──────── THE RECORDS
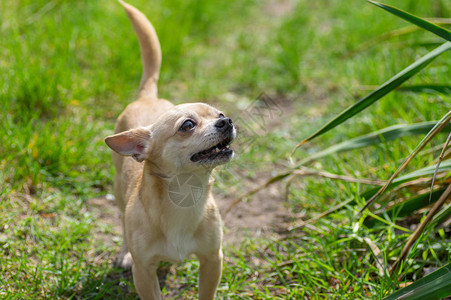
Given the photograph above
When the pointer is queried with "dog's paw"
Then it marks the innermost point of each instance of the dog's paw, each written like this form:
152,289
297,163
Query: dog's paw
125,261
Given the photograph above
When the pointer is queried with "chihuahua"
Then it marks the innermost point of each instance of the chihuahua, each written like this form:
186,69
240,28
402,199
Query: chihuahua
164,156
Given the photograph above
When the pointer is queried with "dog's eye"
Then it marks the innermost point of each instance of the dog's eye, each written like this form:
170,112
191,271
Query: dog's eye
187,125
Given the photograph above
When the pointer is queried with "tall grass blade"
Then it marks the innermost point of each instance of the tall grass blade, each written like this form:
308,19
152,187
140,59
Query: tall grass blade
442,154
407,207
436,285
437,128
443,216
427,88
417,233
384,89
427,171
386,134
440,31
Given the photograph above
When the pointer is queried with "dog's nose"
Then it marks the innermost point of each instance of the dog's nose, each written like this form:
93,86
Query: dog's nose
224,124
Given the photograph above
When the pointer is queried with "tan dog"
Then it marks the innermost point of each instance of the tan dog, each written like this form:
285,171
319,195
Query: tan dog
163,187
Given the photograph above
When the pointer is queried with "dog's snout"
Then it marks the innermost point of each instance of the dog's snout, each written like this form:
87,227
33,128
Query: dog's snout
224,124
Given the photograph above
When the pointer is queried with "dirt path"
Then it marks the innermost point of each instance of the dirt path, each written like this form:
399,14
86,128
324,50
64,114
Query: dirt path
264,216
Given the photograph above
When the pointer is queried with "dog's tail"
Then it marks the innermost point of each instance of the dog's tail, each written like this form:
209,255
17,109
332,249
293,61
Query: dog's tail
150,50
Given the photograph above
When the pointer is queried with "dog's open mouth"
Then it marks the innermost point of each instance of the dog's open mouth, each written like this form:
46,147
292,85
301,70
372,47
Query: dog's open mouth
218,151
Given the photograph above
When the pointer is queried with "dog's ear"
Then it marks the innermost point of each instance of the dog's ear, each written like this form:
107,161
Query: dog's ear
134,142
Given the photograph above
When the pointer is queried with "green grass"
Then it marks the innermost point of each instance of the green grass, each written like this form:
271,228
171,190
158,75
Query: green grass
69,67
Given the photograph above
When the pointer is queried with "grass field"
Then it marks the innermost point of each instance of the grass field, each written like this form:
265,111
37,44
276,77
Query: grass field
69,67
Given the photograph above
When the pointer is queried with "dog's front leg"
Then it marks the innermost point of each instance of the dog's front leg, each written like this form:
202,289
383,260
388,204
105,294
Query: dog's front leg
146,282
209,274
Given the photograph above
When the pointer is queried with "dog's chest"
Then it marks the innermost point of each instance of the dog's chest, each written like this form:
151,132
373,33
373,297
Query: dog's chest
────────────────
──────── THE RECORDS
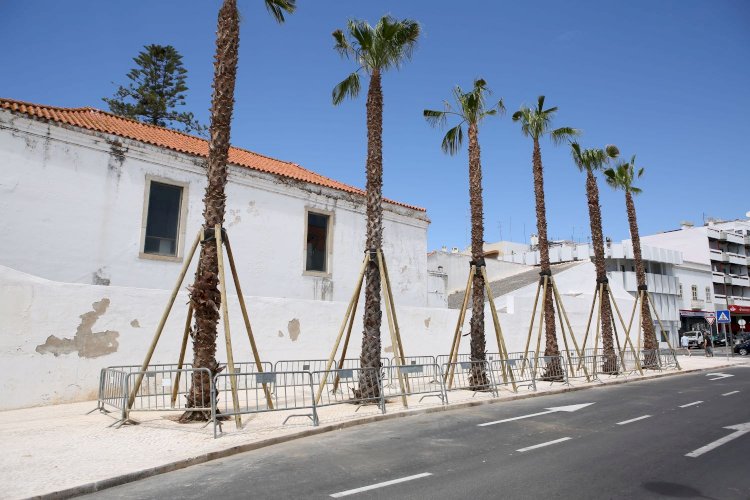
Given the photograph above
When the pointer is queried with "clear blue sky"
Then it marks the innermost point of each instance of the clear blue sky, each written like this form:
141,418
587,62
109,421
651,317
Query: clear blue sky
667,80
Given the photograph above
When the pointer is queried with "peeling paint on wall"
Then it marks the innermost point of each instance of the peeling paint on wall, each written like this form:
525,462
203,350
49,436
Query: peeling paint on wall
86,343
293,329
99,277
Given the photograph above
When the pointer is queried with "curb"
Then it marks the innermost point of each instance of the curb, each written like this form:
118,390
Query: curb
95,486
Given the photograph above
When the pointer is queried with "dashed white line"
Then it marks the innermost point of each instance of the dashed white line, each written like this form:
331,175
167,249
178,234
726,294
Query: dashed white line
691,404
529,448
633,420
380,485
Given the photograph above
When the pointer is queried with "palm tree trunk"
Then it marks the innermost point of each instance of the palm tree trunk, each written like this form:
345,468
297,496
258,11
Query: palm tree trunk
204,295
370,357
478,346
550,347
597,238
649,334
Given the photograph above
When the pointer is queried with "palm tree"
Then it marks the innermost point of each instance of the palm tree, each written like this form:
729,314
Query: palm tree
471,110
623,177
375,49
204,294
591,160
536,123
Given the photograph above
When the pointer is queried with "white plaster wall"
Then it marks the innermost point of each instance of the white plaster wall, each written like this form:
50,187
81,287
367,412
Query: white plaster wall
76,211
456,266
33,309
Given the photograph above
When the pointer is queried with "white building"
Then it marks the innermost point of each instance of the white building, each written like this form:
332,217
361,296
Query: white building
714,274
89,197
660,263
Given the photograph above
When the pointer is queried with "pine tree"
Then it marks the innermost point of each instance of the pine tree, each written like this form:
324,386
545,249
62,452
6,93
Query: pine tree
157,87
────────────────
* **WHAT THE TASK REQUIRES**
Will you return exactly the lines above from the one with "Query: dog's tail" down to the one with "Query: dog's chest", counting both as part of the range?

* **COMPLETED TASK**
Query: dog's tail
150,50
Given the photograph above
When the pointer is queried with "dog's open mouth"
Then it marks the innermost point of each instance of the dog's open mouth, each written like this form:
46,147
292,85
301,70
372,47
Query: dog's open mouth
218,151
Given the photograph above
When the pointer is queried with "dog's ear"
Then it marks the innermost point of each instance of the dog's ear, each written like this form:
107,161
Query: dog's ear
134,142
Given the photograph above
When the pointer is queried with "green grass"
Then it marks the innermost point of each instance of the green grass, each written like this form:
271,228
171,190
158,75
Query: green grass
69,67
Given the photograph above
When the pointer is queried with "grass field"
Then it marks the innermost point of each instance of the grass field, each written like this form:
265,111
37,44
276,77
Query: grass field
69,67
Given the photograph above
When the pointer is queried with "dog's front leg"
Then it marks the innermost point of each instance of the dog's front leg, each written like this form:
202,289
383,260
388,204
105,294
Query: dog's front leg
146,282
209,274
Given the photograph above
When the pointer is queried with "dog's chest"
Then it marks the innermost point of each instance of the dog's chest, each written like this form:
151,132
373,33
373,297
Query: dog's chest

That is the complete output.